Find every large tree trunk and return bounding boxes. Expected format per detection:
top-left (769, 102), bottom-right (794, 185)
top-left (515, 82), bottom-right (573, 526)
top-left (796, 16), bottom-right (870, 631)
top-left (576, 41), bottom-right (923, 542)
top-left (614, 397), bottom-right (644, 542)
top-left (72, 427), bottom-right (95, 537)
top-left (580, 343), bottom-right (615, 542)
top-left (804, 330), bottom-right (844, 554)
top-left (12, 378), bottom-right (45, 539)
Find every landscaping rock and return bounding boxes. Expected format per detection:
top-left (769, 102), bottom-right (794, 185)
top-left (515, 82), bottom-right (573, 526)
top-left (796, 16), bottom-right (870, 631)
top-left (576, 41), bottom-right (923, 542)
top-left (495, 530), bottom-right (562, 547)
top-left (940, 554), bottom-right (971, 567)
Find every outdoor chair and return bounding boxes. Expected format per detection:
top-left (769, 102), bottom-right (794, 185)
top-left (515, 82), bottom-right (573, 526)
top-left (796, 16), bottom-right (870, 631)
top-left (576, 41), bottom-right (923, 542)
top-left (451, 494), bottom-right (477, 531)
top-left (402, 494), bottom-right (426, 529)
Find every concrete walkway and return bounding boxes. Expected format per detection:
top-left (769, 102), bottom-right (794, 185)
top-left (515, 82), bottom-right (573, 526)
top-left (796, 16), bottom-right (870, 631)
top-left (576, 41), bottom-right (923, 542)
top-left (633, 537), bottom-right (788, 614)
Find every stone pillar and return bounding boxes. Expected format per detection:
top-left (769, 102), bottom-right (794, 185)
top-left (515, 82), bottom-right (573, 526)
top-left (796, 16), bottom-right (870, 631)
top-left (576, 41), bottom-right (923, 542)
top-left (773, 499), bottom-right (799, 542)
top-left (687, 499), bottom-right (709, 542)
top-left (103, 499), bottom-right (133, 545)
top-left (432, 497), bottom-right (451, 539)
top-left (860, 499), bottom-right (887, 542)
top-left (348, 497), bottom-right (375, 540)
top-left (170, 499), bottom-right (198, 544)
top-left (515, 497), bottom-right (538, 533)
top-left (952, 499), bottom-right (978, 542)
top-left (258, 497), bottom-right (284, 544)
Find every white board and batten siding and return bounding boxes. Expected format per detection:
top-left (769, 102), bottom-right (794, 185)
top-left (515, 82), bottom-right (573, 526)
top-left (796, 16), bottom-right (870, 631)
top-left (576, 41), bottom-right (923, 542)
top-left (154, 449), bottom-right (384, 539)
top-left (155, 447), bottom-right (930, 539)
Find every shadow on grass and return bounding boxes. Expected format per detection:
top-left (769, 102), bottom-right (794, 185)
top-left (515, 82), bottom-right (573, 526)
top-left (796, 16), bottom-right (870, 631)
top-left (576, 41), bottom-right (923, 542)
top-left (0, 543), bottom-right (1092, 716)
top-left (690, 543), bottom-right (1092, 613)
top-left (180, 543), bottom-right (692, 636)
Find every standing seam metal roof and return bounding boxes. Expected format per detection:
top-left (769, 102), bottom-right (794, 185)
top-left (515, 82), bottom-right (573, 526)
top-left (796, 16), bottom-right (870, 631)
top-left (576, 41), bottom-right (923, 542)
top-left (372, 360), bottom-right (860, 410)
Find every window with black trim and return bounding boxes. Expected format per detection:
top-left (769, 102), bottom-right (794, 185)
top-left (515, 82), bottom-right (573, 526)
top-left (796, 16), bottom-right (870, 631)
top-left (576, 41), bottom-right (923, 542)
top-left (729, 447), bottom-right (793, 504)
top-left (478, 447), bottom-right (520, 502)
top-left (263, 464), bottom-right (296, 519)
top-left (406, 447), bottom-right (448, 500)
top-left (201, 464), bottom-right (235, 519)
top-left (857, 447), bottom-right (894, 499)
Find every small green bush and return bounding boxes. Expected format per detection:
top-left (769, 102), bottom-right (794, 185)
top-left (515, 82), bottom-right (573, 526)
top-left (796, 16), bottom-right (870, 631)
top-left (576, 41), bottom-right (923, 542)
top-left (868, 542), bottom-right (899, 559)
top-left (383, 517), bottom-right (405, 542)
.....
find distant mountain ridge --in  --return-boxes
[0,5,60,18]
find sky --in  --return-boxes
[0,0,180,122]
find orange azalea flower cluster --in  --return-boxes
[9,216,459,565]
.....
**WHAT NEEDS TO BE DONE**
Print the lines of the material from the line with "Find every window" to the line with "top-left (857, 447), bottom-right (894, 499)", both included, without any changes.

**ANSWER IN FULL**
Find every window with black trim and return bounding boxes. Expected format per detection:
top-left (769, 102), bottom-right (794, 185)
top-left (515, 82), bottom-right (573, 526)
top-left (796, 16), bottom-right (870, 631)
top-left (576, 41), bottom-right (923, 542)
top-left (729, 447), bottom-right (793, 504)
top-left (478, 447), bottom-right (520, 502)
top-left (263, 464), bottom-right (296, 519)
top-left (406, 447), bottom-right (448, 500)
top-left (201, 464), bottom-right (235, 519)
top-left (857, 447), bottom-right (894, 499)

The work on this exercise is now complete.